(Pointing and labeling records)
— Begin —
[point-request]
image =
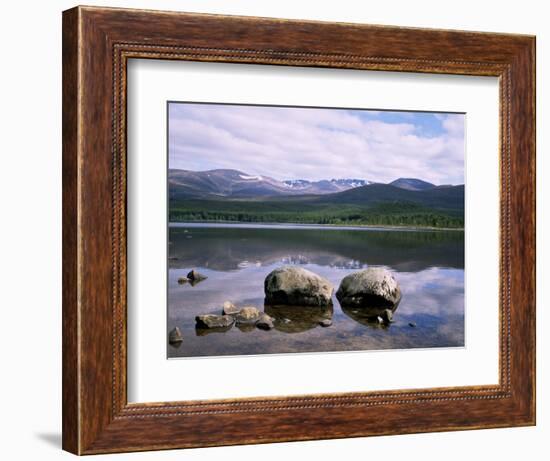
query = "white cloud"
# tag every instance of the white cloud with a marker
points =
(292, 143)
— End —
— Begin —
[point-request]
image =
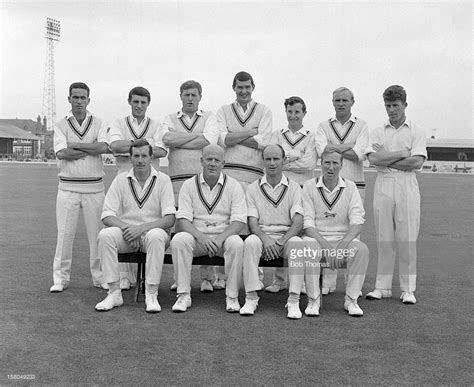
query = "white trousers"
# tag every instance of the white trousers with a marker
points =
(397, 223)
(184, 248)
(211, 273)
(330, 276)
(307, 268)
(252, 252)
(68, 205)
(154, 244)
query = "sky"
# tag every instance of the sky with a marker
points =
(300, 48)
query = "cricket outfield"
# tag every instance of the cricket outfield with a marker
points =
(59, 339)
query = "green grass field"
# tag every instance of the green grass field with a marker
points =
— End —
— Begin —
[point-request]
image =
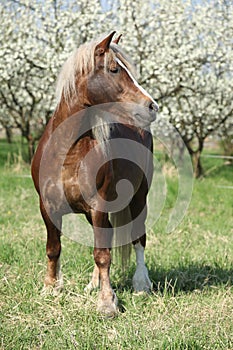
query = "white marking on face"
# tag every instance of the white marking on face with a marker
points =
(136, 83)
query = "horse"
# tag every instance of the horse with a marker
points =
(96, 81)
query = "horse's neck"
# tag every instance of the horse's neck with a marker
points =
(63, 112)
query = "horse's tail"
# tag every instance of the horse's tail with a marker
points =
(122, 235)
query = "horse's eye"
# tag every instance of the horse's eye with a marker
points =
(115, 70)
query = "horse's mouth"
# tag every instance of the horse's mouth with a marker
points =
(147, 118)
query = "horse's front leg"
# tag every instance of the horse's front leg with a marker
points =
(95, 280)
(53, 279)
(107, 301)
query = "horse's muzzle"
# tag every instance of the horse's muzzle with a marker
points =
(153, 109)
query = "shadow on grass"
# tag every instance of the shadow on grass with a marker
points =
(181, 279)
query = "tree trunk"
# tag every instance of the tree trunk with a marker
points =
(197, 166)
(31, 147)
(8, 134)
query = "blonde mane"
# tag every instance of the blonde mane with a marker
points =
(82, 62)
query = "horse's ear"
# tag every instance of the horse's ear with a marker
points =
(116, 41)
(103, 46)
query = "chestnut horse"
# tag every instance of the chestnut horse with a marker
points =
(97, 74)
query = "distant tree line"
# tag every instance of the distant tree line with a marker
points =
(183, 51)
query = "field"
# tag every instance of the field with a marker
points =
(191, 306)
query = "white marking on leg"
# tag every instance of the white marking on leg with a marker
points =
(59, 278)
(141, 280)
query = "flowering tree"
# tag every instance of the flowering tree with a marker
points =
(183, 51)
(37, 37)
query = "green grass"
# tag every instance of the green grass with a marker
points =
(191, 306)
— End —
Tally the lines in the records that contain the string "face", treating case as significant, and give only the number.

• **WRITTEN SOLUTION**:
2